= Part of a data file =
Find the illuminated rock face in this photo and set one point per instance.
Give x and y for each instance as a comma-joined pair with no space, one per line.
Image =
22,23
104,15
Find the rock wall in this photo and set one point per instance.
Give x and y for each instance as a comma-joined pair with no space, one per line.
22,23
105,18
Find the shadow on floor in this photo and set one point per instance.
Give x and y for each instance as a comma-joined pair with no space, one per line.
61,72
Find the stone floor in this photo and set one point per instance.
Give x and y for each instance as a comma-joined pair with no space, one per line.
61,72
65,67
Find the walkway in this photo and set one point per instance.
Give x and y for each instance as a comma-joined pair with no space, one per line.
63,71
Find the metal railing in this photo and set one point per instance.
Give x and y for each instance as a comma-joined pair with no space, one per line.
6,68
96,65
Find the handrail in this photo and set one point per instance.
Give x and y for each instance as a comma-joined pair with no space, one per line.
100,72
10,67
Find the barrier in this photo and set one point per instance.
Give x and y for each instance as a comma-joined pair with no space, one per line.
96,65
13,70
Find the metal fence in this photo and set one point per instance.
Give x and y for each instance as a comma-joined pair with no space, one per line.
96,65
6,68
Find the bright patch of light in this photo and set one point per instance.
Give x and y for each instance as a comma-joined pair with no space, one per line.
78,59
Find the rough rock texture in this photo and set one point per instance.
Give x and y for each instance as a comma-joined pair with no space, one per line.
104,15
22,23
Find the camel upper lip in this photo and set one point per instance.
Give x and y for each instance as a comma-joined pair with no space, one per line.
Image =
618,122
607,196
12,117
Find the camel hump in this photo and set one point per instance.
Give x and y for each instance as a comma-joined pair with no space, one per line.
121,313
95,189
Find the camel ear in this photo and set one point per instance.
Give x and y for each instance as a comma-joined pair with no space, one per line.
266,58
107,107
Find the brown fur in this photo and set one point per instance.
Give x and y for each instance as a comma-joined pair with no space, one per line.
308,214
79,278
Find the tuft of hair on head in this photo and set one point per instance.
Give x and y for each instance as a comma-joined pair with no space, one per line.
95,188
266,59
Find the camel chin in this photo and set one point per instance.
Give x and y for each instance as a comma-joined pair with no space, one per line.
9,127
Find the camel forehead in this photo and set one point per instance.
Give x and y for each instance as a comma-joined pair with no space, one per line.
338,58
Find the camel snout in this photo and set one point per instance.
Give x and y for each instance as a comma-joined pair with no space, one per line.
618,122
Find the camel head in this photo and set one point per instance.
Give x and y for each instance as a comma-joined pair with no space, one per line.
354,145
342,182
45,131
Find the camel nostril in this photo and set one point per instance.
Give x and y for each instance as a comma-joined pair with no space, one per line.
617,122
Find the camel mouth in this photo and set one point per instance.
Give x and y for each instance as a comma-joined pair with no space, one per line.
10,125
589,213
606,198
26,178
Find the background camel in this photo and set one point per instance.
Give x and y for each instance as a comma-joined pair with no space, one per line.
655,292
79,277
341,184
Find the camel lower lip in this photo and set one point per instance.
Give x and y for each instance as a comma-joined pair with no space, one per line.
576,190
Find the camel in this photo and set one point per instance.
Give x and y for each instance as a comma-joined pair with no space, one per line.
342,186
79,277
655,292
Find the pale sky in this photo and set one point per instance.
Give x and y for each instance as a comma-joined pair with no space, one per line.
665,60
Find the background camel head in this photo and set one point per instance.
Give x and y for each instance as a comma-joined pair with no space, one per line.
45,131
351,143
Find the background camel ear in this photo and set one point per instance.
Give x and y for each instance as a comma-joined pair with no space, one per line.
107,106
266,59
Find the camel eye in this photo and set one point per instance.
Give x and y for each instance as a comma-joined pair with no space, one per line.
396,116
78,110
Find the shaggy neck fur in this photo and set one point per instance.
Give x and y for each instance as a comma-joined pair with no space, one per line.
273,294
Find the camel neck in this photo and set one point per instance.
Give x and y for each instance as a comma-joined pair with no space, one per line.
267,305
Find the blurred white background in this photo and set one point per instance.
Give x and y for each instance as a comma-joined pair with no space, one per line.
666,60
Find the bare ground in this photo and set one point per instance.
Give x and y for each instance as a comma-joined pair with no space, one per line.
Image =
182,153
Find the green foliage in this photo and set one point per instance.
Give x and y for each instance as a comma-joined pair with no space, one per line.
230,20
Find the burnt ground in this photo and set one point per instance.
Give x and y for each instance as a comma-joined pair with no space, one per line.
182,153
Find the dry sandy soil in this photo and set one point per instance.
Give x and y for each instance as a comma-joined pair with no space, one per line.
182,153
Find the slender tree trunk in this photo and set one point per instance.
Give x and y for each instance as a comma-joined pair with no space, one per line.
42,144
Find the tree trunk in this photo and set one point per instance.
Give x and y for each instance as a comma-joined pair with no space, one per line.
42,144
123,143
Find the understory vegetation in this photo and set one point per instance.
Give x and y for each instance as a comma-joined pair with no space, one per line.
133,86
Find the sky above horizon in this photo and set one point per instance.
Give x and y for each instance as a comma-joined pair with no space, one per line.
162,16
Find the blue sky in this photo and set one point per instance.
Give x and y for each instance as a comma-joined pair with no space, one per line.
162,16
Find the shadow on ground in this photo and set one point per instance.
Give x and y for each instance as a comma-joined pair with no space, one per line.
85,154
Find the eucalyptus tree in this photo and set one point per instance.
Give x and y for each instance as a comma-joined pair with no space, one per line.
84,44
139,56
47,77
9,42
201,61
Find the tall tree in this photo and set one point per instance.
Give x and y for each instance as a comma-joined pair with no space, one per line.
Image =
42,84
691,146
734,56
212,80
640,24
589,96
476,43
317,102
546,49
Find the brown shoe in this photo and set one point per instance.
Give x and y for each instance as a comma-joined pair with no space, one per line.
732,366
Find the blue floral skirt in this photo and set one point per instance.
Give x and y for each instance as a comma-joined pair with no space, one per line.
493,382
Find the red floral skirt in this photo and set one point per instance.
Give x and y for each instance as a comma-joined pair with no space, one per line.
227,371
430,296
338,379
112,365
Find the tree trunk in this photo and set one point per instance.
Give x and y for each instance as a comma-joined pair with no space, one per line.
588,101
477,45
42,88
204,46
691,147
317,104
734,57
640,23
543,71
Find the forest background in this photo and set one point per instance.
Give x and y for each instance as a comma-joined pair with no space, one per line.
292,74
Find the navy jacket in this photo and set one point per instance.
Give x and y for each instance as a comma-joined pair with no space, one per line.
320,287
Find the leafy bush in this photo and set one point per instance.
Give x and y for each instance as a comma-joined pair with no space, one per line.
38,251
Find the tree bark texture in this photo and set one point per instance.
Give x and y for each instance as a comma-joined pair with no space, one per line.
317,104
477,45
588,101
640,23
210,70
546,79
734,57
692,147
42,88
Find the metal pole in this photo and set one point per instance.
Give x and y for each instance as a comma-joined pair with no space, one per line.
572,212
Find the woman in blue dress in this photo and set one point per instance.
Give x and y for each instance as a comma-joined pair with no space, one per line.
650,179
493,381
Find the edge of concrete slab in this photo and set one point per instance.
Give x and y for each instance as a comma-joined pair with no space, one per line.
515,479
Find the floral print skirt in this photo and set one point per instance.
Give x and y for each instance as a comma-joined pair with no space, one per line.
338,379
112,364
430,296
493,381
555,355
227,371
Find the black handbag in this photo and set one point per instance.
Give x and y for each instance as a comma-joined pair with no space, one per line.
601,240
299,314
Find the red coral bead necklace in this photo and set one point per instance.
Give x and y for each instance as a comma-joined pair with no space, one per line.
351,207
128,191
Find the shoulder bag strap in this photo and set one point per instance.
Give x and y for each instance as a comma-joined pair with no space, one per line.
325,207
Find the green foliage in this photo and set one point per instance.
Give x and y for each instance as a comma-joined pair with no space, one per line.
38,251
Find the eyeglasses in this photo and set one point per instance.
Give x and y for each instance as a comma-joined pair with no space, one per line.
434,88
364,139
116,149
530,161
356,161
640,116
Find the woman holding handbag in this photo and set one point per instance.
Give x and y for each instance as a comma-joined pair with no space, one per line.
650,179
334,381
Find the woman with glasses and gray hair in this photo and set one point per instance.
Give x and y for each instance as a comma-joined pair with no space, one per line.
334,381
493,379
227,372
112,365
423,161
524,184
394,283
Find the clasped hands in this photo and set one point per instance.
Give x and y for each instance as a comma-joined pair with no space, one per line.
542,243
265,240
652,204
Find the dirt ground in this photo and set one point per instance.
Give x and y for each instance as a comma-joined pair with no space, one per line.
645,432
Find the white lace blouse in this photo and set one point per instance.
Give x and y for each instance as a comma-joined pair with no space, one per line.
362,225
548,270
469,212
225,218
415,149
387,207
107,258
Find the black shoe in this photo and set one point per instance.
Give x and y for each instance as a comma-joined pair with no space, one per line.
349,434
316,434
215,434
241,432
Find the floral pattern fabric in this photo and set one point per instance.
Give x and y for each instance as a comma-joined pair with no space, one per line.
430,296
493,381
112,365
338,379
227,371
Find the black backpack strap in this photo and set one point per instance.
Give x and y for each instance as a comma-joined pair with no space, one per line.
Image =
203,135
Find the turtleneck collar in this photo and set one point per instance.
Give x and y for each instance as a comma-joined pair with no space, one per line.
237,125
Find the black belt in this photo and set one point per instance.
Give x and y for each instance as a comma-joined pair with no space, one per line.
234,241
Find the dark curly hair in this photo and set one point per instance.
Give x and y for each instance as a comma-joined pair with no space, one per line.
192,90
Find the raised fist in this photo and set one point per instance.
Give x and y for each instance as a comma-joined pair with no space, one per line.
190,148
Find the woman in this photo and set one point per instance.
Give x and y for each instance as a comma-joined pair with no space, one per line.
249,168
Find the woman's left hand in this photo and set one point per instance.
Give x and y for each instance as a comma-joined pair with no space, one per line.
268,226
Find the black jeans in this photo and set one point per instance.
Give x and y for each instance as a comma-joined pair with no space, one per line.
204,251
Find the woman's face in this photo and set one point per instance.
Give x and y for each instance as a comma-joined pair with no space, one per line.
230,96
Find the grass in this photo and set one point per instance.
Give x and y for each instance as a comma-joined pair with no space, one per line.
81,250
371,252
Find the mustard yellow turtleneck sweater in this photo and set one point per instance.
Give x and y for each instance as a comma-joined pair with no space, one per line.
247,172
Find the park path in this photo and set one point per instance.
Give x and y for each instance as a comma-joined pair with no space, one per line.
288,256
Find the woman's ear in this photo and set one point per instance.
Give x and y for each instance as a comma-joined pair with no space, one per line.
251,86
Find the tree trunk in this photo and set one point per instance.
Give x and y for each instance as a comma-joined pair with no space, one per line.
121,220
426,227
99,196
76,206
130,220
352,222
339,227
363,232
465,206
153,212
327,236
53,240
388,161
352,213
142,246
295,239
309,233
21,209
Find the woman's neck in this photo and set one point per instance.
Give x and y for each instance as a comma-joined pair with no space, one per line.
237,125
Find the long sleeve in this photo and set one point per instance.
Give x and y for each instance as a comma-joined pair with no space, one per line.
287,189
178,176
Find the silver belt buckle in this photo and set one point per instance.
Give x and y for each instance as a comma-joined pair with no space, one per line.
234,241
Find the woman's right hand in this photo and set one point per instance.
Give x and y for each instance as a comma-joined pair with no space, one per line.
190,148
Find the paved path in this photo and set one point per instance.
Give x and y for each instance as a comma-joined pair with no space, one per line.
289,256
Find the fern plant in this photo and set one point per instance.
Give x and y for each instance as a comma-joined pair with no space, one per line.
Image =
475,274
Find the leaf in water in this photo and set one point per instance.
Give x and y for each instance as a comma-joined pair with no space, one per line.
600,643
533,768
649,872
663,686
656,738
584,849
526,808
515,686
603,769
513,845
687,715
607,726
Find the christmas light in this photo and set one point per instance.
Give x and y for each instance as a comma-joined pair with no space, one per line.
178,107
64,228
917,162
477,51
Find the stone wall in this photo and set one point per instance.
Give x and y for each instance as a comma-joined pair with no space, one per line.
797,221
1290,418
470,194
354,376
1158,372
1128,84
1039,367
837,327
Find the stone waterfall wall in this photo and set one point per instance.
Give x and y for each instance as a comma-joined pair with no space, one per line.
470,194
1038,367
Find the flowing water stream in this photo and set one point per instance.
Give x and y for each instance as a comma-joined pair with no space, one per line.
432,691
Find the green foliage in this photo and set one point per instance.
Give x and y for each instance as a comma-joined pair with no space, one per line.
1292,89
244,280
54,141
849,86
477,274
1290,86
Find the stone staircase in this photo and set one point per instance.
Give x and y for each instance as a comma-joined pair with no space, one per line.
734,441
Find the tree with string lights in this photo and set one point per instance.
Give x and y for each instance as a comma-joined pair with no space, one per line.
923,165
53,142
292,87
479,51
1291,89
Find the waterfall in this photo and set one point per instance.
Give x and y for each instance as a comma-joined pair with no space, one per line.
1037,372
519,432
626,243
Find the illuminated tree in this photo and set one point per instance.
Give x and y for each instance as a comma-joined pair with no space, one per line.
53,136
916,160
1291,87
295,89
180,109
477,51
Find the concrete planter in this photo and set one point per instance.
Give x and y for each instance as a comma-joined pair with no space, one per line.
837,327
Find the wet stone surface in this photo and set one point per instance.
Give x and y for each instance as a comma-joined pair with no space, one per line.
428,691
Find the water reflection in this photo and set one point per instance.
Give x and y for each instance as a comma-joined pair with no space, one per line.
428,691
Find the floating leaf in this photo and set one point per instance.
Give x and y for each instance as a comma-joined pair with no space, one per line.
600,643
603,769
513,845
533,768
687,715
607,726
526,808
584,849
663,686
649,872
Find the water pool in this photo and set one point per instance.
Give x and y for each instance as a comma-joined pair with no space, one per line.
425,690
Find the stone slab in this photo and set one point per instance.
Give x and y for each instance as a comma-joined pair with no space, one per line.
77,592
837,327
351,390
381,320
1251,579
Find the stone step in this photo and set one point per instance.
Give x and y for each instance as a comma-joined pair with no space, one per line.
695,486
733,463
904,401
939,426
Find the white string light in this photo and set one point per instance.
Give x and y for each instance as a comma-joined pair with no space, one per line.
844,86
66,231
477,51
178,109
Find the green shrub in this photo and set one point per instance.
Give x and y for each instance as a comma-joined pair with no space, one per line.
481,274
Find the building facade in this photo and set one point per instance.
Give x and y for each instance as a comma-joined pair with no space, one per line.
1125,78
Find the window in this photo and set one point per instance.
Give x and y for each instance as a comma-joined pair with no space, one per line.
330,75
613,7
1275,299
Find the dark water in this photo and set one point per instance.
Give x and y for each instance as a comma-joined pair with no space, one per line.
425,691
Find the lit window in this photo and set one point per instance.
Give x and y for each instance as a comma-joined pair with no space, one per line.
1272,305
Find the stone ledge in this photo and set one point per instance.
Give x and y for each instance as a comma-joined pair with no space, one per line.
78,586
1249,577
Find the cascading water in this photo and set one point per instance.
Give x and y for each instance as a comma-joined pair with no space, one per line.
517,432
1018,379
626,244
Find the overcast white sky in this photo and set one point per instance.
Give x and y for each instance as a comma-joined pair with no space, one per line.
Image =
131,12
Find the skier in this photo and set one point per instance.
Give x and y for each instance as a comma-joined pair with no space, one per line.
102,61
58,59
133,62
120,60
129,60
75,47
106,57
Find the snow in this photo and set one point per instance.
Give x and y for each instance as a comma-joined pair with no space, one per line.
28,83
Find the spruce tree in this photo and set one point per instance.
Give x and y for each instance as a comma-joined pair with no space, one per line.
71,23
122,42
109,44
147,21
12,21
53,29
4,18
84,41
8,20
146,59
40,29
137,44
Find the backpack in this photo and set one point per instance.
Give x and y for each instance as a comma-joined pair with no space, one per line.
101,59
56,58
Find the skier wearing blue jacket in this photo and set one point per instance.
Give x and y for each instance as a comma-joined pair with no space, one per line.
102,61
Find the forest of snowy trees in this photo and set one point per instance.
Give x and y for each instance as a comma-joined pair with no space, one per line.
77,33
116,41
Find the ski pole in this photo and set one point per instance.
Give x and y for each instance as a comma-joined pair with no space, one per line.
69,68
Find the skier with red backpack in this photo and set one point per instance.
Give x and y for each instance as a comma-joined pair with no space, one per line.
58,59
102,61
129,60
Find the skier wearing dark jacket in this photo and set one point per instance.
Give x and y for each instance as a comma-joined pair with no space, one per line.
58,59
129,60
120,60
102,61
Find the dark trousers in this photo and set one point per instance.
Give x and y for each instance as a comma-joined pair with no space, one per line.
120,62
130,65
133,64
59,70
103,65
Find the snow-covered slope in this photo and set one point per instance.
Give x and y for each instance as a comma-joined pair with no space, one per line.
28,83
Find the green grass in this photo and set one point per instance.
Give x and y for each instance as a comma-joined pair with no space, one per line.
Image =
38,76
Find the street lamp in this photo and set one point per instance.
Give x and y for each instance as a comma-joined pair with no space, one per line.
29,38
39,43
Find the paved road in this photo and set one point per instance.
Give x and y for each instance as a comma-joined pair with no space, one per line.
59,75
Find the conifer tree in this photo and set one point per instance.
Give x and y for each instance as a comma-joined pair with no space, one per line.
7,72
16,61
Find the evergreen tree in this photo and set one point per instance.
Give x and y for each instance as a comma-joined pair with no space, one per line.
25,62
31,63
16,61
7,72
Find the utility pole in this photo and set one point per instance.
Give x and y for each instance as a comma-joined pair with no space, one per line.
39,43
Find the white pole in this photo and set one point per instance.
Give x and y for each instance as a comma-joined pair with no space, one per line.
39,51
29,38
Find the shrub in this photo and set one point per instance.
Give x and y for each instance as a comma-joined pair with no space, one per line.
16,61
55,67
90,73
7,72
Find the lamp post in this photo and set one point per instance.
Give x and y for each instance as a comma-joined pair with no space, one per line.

= Description of the task =
Repeat exactly, and only, the lines from the one containing "Find the green grass" through the end of the material.

= Solution to this exercise =
Find the green grass in this photo and set one point per instance.
Give x and y for each instance as a comma-joined pair with no space, one per line.
Image =
38,76
Find the street lamp in this photo and set one point per instance.
Give x and y for each instance as a comma-joined pair with no space, one per line.
29,38
39,43
Find the paved road in this photo and set one point per instance.
Give x and y for each instance as a comma-joined pair with no space, one per line.
59,75
Find the conifer tree in this photo and set one point per instance.
Give x and y for each instance as a comma-joined pair with no space, one per line.
7,72
16,61
Find the evergreen tree in this photo and set one point per instance.
Give x and y for each instance as a comma-joined pair with no space, one per line.
25,62
31,63
16,61
7,72
Find the utility pole in this photo and set one point per instance.
Give x and y for each instance as a comma-joined pair with no space, one per line.
39,43
Find the white pole in this photo and set one point per instance.
Give x and y for each instance as a comma-joined pair with no space, one per line.
39,51
29,38
Find the shrub in this photo and set one point per instance.
Give x and y for each instance as a comma-joined pair with no space, one per line.
16,61
55,67
90,73
7,72
Find the lamp post in this photo and set one point per instance.
Give x and y for each instance as a comma-joined pair with no space, one per line.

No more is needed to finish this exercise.